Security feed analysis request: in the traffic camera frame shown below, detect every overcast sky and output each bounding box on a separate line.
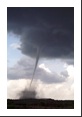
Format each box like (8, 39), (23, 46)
(7, 7), (74, 99)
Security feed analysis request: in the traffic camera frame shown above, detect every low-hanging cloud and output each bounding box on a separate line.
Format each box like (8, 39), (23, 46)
(7, 7), (74, 58)
(7, 57), (68, 84)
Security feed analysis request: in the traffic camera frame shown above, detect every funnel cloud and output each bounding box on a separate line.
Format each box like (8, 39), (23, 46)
(7, 7), (74, 59)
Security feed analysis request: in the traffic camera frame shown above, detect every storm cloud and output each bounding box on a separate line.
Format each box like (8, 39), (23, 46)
(7, 7), (74, 59)
(7, 57), (69, 83)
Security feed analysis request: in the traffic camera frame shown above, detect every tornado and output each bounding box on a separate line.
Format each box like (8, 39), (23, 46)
(29, 48), (40, 89)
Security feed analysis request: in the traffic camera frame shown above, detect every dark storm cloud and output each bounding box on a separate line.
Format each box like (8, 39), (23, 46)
(7, 7), (74, 58)
(7, 57), (68, 83)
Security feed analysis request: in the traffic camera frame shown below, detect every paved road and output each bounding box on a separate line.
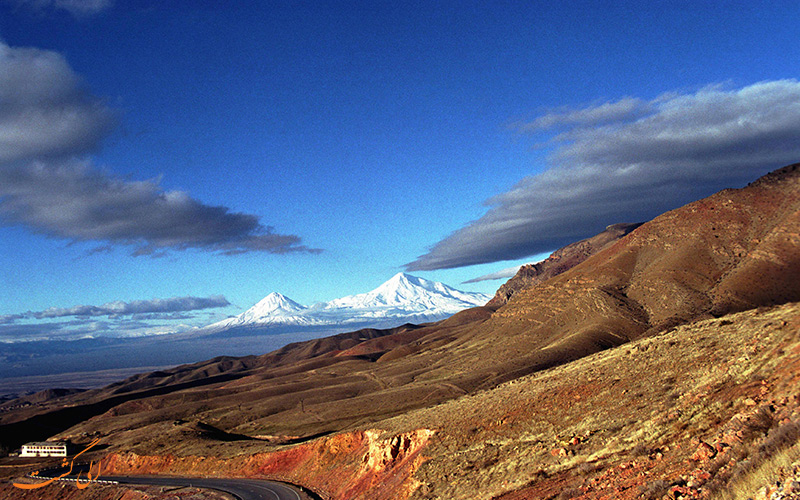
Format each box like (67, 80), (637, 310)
(101, 476), (301, 500)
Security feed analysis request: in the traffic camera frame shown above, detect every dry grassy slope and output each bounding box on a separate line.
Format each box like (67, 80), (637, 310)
(97, 303), (800, 500)
(487, 223), (641, 308)
(0, 166), (800, 498)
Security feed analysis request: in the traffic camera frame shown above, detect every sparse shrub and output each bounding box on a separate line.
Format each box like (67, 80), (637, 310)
(558, 488), (583, 500)
(758, 422), (800, 455)
(575, 462), (598, 476)
(639, 479), (671, 500)
(747, 406), (774, 434)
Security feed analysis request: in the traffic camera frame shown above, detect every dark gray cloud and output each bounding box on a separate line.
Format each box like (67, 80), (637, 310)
(0, 41), (319, 256)
(406, 80), (800, 271)
(0, 42), (116, 165)
(4, 0), (114, 17)
(30, 295), (230, 319)
(0, 160), (318, 256)
(0, 314), (25, 325)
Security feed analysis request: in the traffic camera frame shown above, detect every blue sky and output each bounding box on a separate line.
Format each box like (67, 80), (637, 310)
(0, 0), (800, 340)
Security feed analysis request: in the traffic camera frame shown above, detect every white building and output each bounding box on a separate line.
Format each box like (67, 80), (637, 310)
(19, 441), (67, 457)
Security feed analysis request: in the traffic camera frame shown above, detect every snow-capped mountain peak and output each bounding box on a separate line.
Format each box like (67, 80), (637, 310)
(247, 292), (306, 316)
(205, 273), (491, 336)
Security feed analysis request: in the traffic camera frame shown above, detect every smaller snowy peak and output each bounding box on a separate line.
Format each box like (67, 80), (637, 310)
(210, 292), (310, 328)
(205, 273), (492, 330)
(244, 292), (306, 317)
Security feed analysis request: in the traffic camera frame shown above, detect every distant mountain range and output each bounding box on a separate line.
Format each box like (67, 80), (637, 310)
(204, 273), (492, 333)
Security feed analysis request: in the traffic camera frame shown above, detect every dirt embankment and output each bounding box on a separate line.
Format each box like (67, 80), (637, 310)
(103, 429), (434, 500)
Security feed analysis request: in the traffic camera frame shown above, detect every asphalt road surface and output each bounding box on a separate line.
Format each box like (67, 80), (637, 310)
(100, 476), (302, 500)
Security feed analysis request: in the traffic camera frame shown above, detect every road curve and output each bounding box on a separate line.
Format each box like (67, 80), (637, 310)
(102, 476), (307, 500)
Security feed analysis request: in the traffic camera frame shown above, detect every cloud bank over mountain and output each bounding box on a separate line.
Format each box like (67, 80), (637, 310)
(0, 41), (320, 256)
(406, 80), (800, 271)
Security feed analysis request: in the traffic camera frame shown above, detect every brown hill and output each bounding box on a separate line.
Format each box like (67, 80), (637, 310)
(486, 222), (642, 308)
(0, 165), (800, 499)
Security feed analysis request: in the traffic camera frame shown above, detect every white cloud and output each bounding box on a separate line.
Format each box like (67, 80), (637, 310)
(407, 80), (800, 270)
(462, 266), (522, 284)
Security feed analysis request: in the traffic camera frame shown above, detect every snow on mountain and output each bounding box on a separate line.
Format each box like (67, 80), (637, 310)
(208, 273), (492, 330)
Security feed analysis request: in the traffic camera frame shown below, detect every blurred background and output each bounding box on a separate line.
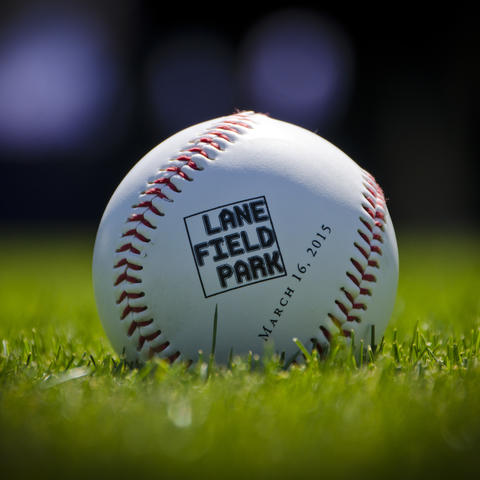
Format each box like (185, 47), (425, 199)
(0, 0), (480, 233)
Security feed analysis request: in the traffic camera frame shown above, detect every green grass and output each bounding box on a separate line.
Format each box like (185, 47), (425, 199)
(0, 230), (480, 479)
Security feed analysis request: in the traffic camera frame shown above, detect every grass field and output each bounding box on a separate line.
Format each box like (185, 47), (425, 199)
(0, 229), (480, 479)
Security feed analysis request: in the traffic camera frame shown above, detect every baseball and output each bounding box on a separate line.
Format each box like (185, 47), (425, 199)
(93, 112), (398, 364)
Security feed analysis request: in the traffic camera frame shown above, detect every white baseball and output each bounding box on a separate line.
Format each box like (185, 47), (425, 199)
(93, 112), (398, 363)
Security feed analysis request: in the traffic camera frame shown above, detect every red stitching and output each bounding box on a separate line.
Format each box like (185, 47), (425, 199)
(320, 172), (386, 342)
(114, 112), (253, 363)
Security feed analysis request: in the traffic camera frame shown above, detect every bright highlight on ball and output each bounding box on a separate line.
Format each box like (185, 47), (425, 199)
(93, 112), (398, 363)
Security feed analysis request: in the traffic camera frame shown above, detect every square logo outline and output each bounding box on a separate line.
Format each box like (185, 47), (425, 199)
(183, 195), (287, 298)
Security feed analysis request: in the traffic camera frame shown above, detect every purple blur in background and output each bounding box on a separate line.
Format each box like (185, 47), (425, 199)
(240, 10), (354, 129)
(0, 0), (480, 228)
(0, 3), (119, 154)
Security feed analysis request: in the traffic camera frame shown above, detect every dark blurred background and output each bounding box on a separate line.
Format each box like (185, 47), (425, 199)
(0, 0), (480, 229)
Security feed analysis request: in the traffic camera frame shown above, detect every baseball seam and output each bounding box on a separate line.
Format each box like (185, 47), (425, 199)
(113, 112), (254, 363)
(312, 170), (386, 353)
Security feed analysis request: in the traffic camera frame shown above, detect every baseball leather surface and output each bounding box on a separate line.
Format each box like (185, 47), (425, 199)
(93, 112), (398, 363)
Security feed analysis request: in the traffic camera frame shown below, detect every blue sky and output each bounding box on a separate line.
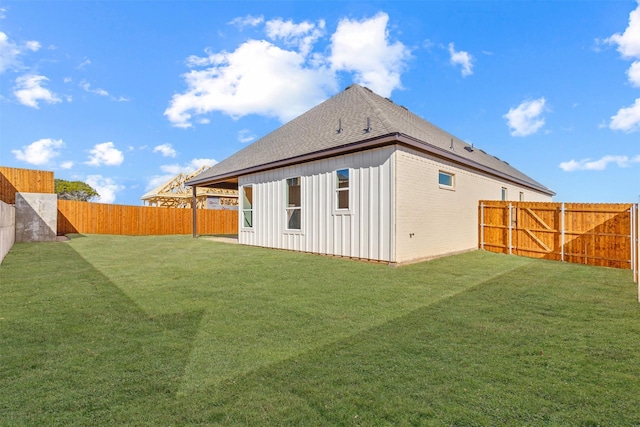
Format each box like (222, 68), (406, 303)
(0, 0), (640, 205)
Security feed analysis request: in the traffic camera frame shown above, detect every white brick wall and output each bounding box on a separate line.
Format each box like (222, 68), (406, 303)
(395, 147), (551, 263)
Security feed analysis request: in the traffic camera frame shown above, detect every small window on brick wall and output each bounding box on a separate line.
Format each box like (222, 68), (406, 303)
(438, 171), (455, 188)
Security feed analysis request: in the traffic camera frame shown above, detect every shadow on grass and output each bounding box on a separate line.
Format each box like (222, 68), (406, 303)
(0, 242), (203, 425)
(175, 261), (640, 425)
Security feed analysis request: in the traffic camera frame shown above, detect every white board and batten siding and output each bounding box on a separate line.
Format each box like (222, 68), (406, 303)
(395, 147), (551, 263)
(238, 146), (395, 261)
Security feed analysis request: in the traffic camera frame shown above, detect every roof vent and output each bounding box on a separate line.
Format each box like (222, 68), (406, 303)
(364, 117), (371, 133)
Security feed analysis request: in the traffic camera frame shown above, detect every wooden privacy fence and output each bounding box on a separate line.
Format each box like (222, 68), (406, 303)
(58, 200), (238, 236)
(0, 166), (55, 205)
(478, 200), (638, 274)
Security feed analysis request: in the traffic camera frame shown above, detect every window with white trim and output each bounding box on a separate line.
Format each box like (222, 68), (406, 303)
(438, 171), (455, 188)
(336, 169), (349, 210)
(286, 177), (302, 230)
(242, 185), (253, 228)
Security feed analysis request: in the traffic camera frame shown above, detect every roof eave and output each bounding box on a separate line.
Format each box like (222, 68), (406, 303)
(185, 133), (556, 196)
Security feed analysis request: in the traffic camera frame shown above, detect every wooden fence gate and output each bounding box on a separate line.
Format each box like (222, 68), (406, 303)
(478, 200), (638, 281)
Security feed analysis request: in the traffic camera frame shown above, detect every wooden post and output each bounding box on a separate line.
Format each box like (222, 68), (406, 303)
(560, 202), (564, 262)
(191, 185), (198, 239)
(509, 203), (513, 255)
(480, 203), (484, 250)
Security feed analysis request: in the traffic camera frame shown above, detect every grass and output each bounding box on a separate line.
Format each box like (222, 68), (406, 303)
(0, 236), (640, 426)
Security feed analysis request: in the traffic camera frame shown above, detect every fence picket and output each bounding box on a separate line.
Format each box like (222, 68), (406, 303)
(58, 200), (238, 236)
(479, 200), (637, 269)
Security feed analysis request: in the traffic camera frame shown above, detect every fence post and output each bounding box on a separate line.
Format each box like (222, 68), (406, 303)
(509, 203), (513, 255)
(480, 202), (484, 250)
(560, 202), (564, 262)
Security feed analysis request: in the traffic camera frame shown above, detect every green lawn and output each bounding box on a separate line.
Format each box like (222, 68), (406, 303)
(0, 235), (640, 426)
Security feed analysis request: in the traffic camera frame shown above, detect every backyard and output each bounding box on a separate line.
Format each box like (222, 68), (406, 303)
(0, 235), (640, 426)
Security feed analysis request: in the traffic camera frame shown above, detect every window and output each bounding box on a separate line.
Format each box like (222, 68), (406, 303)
(336, 169), (349, 209)
(438, 171), (454, 188)
(242, 185), (253, 228)
(286, 177), (302, 230)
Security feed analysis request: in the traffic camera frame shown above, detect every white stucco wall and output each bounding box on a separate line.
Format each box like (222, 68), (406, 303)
(0, 201), (16, 263)
(15, 193), (58, 242)
(238, 147), (395, 261)
(395, 147), (551, 263)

Short exercise - Format the rows from the start through the line containing "(7, 7), (74, 99)" as a two-column CSV with the headers input_text and output_boxes, one line per row, with the row's text and its answer each in a single quoted field and line breaks turned into spaces. Leave the pictures out.

Full solution -
input_text,output_boxes
"Security feed analysis request: in the traffic camera frame shown below, detect every overcast sky and output each bounding box on a separate line. Format each box like (8, 39), (23, 46)","(7, 7), (74, 99)"